> DOCUMENT PASSAGE
####################

Contingency An allowance included in the estimated cost of a project to cover unforeseen circumstances.
Concessionaire Private entity that assumes ownership and/or operations of a given public asset (e.g., train station, bus operation) under the terms of a contract with the public sector
DB Design-Build: Under a DB, the private sector delivers the design and construction (build) of a project to the public sector. The public sector maintains ownership, operations, and maintenance responsibilities of the asset.
DBB Design-Bid-Build: Under a DBB, the private sector delivers a design and bids for a project in two separate processes. Once the private sector has been awarded the contract, it assumes responsibility of project construction (build).
DBFOM DBFOM, the private sector delivers the design and construction (build) of a project to the public sector. It also obtains project financing and assumes operations and maintenance of an asset upon its completion.
Discount rate The discount rate is a percentage by which a cash flow element in the future (i.e., project costs and revenues) is reduced for each year that cash flow is expected to occur.
Leveraging Leveraging is the degree to which an investor or business is utilizing borrowed money.
OIPD Office of Innovative Program Delivery: The OIPD is a part of the FHWA that provides tools and expertise regarding P3 approaches.
Opportunity risks A risk may be categorized as an opportunity risk if it has the potential to have a positive impact on the project. Opportunity risks are intrinsic to the project. If an agency quantifies risks differently for different procurement structures, the potential for double-counting efficiencies that are provided through the risk allocation for a procurement structure (as part of the VfM Analysis process) can exist.
Non-technical risk Risks posed by political, regulatory, economic, and social conditions, or stakeholders.

####################

> SET EXERCISE 1
Answer these questions using the project delivery glossary:
(a) Under a DB, which sector keeps ownership, operations, and maintenance responsibilities for the asset?
(b) What does the abbreviation OIPD stand for?
(c) What does leveraging measure?
> SET EXERCISE 2
Summarize the project delivery glossary in two sentences.
> SET EXERCISE 3
Resume the project delivery glossary after its final entry, adding further terms in the same format.
The material that follows has no connection to the project delivery glossary.

> INFORMATION SUPPLIED
####################

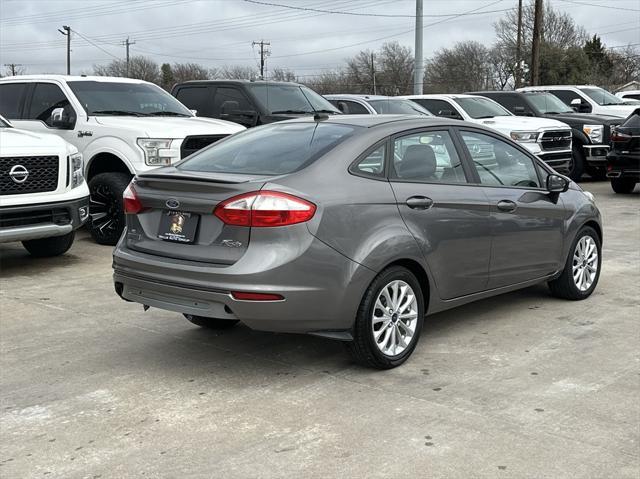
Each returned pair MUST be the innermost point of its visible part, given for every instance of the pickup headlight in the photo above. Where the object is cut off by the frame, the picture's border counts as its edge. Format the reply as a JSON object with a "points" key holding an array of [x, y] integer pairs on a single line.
{"points": [[594, 132], [76, 164], [157, 151], [524, 136]]}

####################

> EXPECTED ANSWER 1
(a) The public sector.
(b) Office of Innovative Program Delivery.
(c) The degree to which an investor or business is utilizing borrowed money.

> EXPECTED ANSWER 2
The glossary defines terms such as contingency, an allowance in a project's estimated cost for unforeseen circumstances, and discount rate, the percentage by which a future cash flow is reduced for each year it is expected to occur. It also describes delivery approaches in which the private sector handles design and construction (DB), design and bidding in separate processes followed by construction (DBB), or design, construction, financing, operations, and maintenance (DBFOM).

> EXPECTED ANSWER 3
NPV Net present value.
PAB Private Activity Bonds are a new type of financing that provides private developers and operators with access to the tax-exempt bond market, lowering the cost of capital significantly.
PSC Public Sector Comparator: A PSC represents the most efficient public procurement cost (including all capital and operating costs and share of overheads) after adjustments for competitive neutrality, retained risk and transferable risk to achieve the required service delivery outcomes. This benchmark is used as the baseline for assessing the potential value for money of private party bids in projects.
Retained risk The value of those risks or parts of a risk that a government proposes to bear under a P3 arrangement.
RFP Request for Proposals.
RFQ Request for Qualifications.
Risk allocation The process of assigning operational and financial responsibility for specific risks to parties involved in the provision of services under a P3. Also see risk transfer.
Risk Allocation Matrix A table used as a management tool throughout the procurement process to provide an overview of the major risk categories to be considered when developing procurement, to explain why the risks are transferred, shared, or retained under different procurement options. As each deal will have project-specific risk, the Risk Allocation Matrix is only a tool to help understand the principles regarding risk allocation. For each project, the actual risk allocation will need to consider the principles of allocation and the circumstances of the deal.
Risk Register A document which identifies the bearer of a particular risk and which will also contain quantitative assessments (i.e. costs and likelihoods) of the characteristics of the risks).
Risk transfer The process of moving the responsibility for the financial consequences of a risk from the public to the private sector.
SPV Special Purpose Vehicle: An SPV is a legal entity comprised of multiple shareholders created for a specific project to reduce risk exposure of its individual members and to protect the project from unrelated liabilities of its individual members. In a typical P3, an SPV is created to bid on a project and to obtain project financing.
Technical risk Risks arising from deviations from the project's original technical assumptions, specifications, or requirements.
TIFIA Transportation Infrastructure Finance and Innovation Act: The TIFIA program provides Federal credit assistance in the form of direct loans, loan guarantees, and standby lines of credit to finance surface transportation projects, such as P3s, of national and regional significance.
Transferrable risk The value of any risk that is transferable to the bidder.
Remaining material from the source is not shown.